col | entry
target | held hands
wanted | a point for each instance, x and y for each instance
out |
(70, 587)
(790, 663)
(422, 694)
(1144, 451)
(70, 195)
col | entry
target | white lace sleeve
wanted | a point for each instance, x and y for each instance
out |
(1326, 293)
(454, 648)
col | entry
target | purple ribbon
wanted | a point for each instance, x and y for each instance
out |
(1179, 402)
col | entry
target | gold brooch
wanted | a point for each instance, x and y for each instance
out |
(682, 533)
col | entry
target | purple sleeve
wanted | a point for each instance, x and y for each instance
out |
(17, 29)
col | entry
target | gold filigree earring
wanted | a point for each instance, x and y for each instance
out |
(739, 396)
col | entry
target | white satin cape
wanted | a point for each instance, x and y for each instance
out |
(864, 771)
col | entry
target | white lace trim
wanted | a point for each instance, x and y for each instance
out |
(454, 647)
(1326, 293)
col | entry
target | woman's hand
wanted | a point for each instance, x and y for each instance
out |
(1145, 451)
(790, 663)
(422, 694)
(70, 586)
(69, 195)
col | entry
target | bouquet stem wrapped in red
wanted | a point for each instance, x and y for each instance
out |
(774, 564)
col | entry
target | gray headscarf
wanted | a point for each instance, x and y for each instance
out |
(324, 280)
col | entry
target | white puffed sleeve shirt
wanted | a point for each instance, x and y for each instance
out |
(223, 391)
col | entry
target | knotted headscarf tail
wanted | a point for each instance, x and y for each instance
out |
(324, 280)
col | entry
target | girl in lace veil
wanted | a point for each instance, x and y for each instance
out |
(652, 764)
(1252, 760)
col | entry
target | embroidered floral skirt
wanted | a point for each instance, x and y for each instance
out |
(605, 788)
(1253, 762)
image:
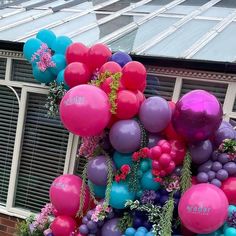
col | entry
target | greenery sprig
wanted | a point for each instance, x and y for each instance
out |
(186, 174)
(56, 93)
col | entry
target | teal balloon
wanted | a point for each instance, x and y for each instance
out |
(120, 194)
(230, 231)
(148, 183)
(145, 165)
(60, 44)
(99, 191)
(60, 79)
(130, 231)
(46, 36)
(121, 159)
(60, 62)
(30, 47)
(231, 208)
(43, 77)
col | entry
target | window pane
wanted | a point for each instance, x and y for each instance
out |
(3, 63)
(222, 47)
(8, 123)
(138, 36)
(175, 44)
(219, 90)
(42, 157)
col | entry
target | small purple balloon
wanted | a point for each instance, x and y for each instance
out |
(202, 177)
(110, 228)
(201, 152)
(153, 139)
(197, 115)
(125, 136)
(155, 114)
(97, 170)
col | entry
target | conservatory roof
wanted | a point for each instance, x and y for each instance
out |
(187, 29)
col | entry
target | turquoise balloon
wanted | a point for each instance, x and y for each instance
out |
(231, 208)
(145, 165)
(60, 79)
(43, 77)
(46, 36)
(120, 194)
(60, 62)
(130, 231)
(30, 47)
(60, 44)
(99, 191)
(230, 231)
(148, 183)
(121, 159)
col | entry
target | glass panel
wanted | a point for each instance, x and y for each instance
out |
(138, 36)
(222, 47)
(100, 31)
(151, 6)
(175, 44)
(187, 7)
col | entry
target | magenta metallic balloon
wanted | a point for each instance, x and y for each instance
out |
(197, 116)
============
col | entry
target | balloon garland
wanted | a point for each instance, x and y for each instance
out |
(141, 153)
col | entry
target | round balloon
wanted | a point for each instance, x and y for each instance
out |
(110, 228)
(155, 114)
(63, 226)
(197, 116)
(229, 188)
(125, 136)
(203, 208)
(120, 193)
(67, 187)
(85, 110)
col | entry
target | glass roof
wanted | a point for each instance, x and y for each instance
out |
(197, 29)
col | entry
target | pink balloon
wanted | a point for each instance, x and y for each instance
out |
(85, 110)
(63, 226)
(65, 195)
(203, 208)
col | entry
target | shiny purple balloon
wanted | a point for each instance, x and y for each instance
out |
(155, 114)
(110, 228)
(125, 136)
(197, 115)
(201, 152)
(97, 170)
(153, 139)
============
### PROBLEM TO WORK ON
Identify every line in both blocks of entries above that contains the word "sleeve" and copy each of those lines. Case counts.

### FULL SOLUTION
target | white lace sleeve
target | purple sleeve
target | white puffed sleeve shirt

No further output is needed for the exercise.